Given instruction: Pull out each line in the rows below that contains the string "stadium", treating uppercase and lowercase letters as different.

(Items from a labeling collection)

* START *

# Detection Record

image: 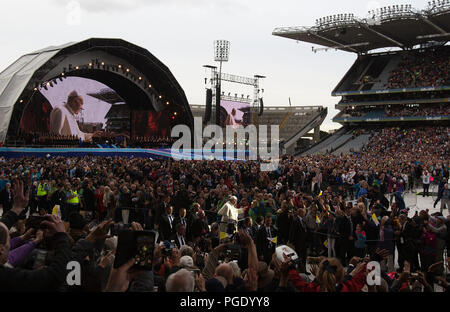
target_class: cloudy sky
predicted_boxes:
[0,0,427,130]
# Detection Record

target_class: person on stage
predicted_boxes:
[50,91,102,141]
[217,196,244,232]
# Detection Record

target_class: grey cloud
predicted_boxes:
[50,0,246,13]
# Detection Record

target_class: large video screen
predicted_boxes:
[131,110,173,137]
[20,77,130,138]
[220,100,250,128]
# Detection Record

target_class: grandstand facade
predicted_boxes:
[273,1,450,155]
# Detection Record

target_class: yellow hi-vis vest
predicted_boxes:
[37,183,47,197]
[67,191,80,204]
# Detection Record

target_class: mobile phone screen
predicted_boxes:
[134,232,155,269]
[114,230,155,270]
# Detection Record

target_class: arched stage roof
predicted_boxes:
[0,38,193,142]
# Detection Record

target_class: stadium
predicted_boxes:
[0,0,450,298]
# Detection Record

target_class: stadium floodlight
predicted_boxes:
[214,40,230,62]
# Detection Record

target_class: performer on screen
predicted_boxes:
[225,108,242,128]
[50,91,102,141]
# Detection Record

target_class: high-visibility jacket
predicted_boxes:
[37,183,47,197]
[67,190,80,204]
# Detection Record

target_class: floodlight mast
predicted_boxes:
[214,40,230,125]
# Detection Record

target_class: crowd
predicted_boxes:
[0,127,450,292]
[339,90,450,104]
[341,104,450,117]
[385,47,450,89]
[385,105,450,117]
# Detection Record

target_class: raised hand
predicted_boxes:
[41,214,66,236]
[11,179,30,215]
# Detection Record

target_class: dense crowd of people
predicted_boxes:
[0,127,450,292]
[341,104,450,117]
[339,90,450,104]
[385,47,450,89]
[385,105,450,117]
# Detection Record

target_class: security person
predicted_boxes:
[63,183,80,221]
[36,180,50,211]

* END *

Final result:
target_class: stadium
target_class: stadium floodlight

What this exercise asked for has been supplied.